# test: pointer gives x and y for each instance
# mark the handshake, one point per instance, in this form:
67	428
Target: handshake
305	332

____

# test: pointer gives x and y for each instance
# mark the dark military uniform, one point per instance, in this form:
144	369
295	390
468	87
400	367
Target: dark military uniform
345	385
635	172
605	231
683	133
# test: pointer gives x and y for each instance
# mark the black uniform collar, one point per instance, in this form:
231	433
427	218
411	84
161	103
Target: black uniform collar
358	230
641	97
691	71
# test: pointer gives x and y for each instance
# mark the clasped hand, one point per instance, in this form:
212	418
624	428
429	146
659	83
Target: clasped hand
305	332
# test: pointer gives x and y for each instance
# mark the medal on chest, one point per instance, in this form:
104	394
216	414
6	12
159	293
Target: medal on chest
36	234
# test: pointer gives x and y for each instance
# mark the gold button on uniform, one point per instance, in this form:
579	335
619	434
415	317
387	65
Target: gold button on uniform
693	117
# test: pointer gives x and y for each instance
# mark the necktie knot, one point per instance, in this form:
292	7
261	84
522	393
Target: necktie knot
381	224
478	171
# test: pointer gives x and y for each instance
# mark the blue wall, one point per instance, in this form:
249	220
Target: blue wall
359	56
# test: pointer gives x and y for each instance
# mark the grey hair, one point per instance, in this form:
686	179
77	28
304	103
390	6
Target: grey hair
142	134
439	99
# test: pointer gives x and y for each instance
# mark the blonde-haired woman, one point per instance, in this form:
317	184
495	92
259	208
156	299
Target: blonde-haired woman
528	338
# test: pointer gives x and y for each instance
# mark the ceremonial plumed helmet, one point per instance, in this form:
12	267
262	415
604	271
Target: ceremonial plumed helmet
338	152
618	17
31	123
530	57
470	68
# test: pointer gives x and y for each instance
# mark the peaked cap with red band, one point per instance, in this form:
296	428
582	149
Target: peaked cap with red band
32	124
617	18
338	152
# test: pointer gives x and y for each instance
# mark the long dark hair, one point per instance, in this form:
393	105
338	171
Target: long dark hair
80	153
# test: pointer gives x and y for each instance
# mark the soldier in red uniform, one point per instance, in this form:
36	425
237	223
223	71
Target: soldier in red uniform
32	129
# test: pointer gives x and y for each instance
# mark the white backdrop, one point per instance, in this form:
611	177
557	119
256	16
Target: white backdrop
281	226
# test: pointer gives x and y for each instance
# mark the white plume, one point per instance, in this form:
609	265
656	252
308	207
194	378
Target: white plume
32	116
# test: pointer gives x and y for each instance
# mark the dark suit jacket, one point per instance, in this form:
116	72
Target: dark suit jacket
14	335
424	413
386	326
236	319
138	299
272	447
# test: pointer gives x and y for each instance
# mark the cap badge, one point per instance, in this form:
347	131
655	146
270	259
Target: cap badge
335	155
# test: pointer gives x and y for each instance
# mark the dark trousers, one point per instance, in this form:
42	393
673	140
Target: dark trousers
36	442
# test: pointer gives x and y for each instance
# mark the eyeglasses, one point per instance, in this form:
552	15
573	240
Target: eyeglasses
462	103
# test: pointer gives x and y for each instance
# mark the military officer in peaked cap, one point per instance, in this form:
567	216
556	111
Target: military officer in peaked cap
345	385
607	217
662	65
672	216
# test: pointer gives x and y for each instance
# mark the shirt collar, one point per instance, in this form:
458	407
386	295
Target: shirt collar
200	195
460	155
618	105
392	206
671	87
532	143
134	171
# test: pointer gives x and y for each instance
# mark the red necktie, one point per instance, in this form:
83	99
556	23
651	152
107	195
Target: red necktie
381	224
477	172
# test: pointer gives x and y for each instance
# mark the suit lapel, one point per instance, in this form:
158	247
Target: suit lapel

____

* EXERCISE DIRECTIONS
Go through the data and gather every line that holds "lapel".

* OUTPUT FOR THIS EXERCISE
# mark the suit lapel, one point per instance, in this form:
Target: suit lapel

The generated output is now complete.